# Problem to solve:
Once the images are removed, repeat all of the entries exactly.

# Data for this exercise:
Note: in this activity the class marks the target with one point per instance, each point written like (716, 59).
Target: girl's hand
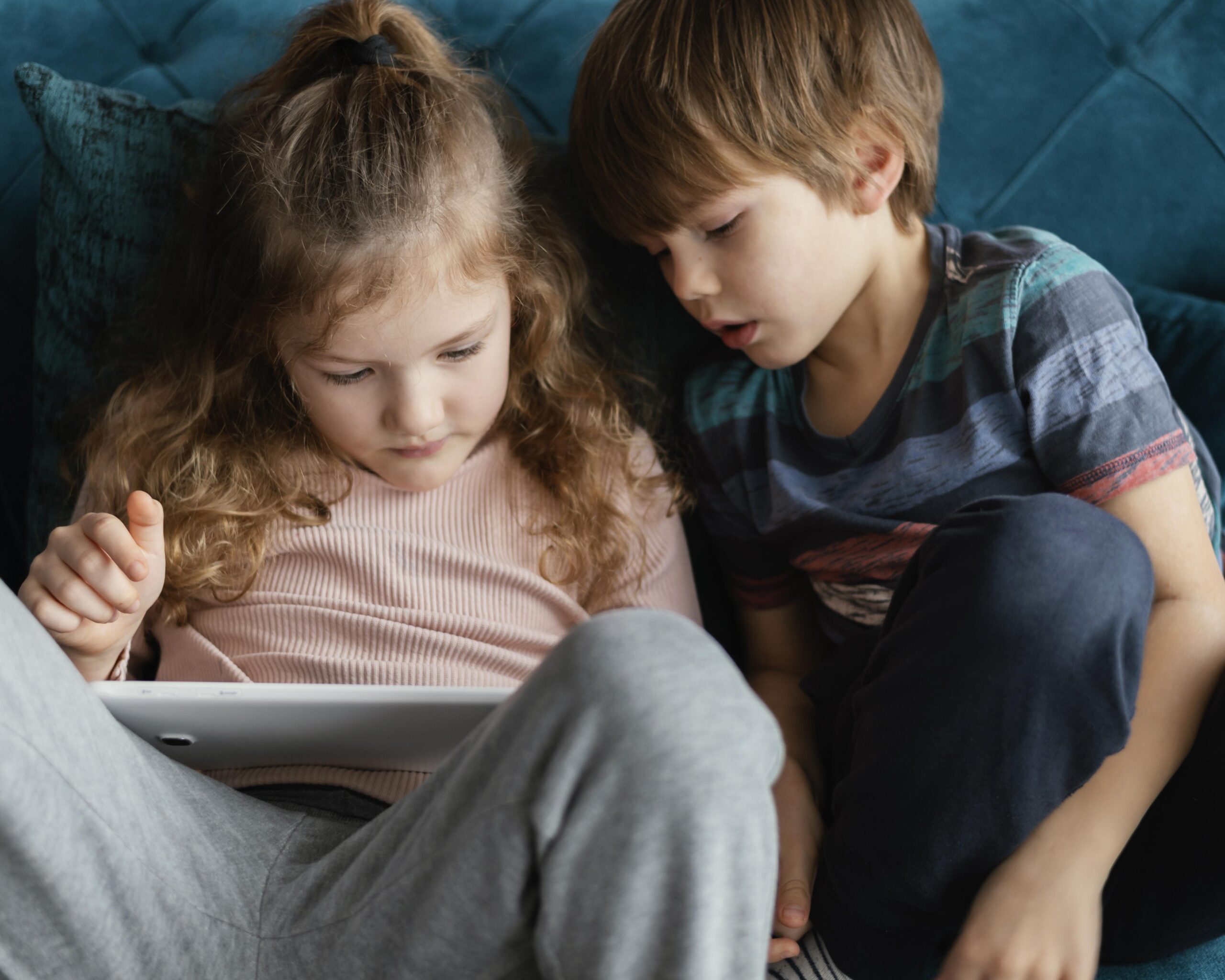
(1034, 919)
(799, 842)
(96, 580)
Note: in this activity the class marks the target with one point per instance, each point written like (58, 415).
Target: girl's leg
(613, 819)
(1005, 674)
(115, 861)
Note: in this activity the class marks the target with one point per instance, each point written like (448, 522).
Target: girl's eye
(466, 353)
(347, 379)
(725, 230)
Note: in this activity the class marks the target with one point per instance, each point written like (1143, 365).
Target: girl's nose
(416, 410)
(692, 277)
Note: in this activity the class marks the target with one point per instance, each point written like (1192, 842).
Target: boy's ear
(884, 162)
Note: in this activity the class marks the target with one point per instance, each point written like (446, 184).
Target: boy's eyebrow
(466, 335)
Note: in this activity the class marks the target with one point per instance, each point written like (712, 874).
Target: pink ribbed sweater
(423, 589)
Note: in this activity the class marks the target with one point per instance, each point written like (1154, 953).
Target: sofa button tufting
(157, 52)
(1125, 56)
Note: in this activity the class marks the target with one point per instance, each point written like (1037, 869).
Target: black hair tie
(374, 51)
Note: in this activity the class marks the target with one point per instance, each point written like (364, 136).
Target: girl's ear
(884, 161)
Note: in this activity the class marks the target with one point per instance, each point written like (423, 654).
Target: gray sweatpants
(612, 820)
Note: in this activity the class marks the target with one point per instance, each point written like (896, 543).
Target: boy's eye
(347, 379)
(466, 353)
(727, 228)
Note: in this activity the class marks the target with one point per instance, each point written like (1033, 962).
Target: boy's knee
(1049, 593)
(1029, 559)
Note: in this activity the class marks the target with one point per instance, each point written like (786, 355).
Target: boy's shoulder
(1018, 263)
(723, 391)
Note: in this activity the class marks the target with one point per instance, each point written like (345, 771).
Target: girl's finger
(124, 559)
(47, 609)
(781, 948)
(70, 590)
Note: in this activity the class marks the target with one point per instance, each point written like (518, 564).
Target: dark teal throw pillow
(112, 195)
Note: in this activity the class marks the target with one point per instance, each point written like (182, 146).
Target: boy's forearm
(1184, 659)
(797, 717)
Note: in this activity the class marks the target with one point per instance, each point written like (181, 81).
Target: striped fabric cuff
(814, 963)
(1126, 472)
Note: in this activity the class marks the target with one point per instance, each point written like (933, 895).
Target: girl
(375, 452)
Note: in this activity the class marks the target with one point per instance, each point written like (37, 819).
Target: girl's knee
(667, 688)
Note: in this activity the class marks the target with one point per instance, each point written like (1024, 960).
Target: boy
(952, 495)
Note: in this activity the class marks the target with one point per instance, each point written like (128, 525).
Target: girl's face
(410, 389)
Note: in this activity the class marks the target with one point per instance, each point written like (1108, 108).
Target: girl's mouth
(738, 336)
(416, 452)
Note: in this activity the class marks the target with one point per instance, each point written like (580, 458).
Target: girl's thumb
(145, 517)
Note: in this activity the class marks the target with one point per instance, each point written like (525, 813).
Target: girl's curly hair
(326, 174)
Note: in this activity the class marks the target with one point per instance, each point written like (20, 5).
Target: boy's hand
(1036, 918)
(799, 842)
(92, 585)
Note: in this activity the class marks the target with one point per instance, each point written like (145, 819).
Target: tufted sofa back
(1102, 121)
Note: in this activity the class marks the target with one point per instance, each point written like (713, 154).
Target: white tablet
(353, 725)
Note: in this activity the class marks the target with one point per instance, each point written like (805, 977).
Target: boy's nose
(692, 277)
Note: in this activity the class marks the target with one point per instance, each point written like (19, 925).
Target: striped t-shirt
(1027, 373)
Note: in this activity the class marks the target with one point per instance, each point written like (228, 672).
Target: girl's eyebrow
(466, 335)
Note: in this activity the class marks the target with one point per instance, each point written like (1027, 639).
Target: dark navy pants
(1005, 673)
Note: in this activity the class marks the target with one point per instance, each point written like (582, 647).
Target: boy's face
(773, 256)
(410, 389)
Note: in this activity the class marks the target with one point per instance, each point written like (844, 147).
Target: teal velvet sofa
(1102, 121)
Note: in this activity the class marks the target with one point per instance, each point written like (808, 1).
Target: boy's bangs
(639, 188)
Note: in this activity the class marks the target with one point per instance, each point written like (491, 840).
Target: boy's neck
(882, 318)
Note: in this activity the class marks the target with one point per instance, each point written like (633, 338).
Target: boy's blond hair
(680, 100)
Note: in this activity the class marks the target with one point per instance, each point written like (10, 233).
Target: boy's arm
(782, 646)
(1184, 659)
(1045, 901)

# Solution to the exercise:
Note: in this activity the class marks the target with one point per instance, each point written like (716, 59).
Target: girl's hand
(1034, 919)
(799, 842)
(96, 580)
Note: in this activity the class marks the target with one point per instance, each point written like (58, 415).
Target: girl's leg
(613, 819)
(1005, 674)
(115, 861)
Note: in this activity the class marks the target with one point per instance, each point written like (448, 522).
Target: girl's eye
(466, 353)
(347, 379)
(725, 230)
Note: in this activity the class marks the target with one point per instance, each point written like (1143, 365).
Target: girl's nose
(416, 410)
(692, 277)
Note: in this activity the class marks the target with one point per instance, each point written like (1192, 842).
Target: boy's ear
(884, 162)
Note: in this activity the class marks the target with one point per instance, each point written like (446, 184).
Target: boy's eyebrow
(466, 335)
Note: in this activity the class marks the target with one point per instance, each point written like (712, 874).
Target: pink ribbed sweater
(423, 589)
Note: in this activity the class marks the target with one point per instance, each point written like (1154, 953).
Target: sofa button tufting
(157, 52)
(1125, 56)
Note: in this activity the class marks the target with one point per instance, each point written like (1037, 869).
Target: black hair tie
(374, 51)
Note: in this activity the class marks the target with one point per instance, each point written like (364, 136).
Target: girl's ear
(884, 161)
Note: in this activity the class marks the target with one point per instance, each point written like (423, 654).
Target: gray sweatpants
(612, 820)
Note: in this activity the class marks the target with one point per instance, each point written like (896, 543).
Target: boy's eye
(347, 379)
(466, 353)
(727, 228)
Note: in this activity the class marks the target with one point per instance, each point written like (1033, 962).
Target: boy's knee
(1049, 593)
(1029, 559)
Note: in this activity the class marks the target with one point per instance, each point written like (786, 355).
Target: boy's shoulder
(1018, 263)
(723, 391)
Note: in this activity the class marks the target with one point per instance, each point written like (345, 771).
Target: girl's finger
(124, 559)
(47, 609)
(781, 948)
(70, 590)
Note: in this activity the class marks the target with one point per instance, each point written like (518, 564).
Target: dark teal throw pillow
(112, 195)
Note: in this activity the class marks the target with one point per instance, each point written like (182, 146).
Target: boy's forearm
(1184, 659)
(797, 717)
Note: in this activity the class marks the target with one point per instance, each point written like (181, 81).
Target: striped fabric cuff
(814, 963)
(1126, 472)
Note: in this activity the class marks the target with one point per instance, each point written like (933, 895).
Target: girl
(375, 452)
Note: in this activity the class marks the target with one point per instance, each point written like (37, 819).
Target: girl's knee
(667, 688)
Note: in this activity the class marks the target with one point per instance, each point written like (1024, 960).
Target: boy
(952, 495)
Note: in this activity the class marks the target with one point per instance, each point written like (128, 525).
Target: girl's face
(410, 389)
Note: in this activity the class marks the target with one point per instance, each point written like (1108, 108).
Target: girl's mouth
(738, 336)
(416, 452)
Note: in this activity the class marks the target with one point per instance, each point written like (580, 458).
Target: girl's thumb
(145, 517)
Note: in this activity the class marks the target with one point per instance, each point written like (525, 813).
Target: girl's curly hair
(326, 174)
Note: in this activity the class marks the target with one point per instance, each point written like (20, 5).
Target: boy's hand
(1036, 918)
(799, 842)
(92, 585)
Note: in this activity the class marks the target with one point per instance, each point written like (145, 819).
Target: tufted sofa back
(1102, 121)
Note: in this activity the class marks the target with one point per instance, each point written like (713, 154).
Target: white tablet
(353, 725)
Note: in this activity the class marks the target with one point per instance, each point written like (805, 977).
Target: boy's nose
(692, 277)
Note: in this activity the class marks the target with one point per instance, each point written like (19, 925).
Target: striped t-shirt
(1027, 373)
Note: in this activity the class marks the target with one point per instance, each point written like (228, 672).
Target: girl's eyebrow
(466, 335)
Note: in this activity the class marks the target with one point per instance, each point written like (1027, 639).
Target: dark navy pants
(1005, 673)
Note: in this activity the class marks the target with one point per instance, each point written like (582, 647).
Target: boy's face
(773, 256)
(410, 389)
Note: in this activity the class marks the target with one point per instance, each point written like (844, 147).
Target: teal velvet sofa
(1102, 121)
Note: in this activity the class marks the target with one point per instance, each point written like (808, 1).
Target: boy's bangs
(639, 188)
Note: in this activity the class marks the target with one point per instance, each point written like (491, 840).
Target: boy's neck
(882, 318)
Note: in this activity the class marks the target with one point per instance, each point written like (633, 338).
Target: boy's blond hair
(680, 100)
Note: in this activity the class marks the target with one point per instance, each point written like (10, 233).
Target: boy's arm
(782, 646)
(1184, 659)
(1045, 901)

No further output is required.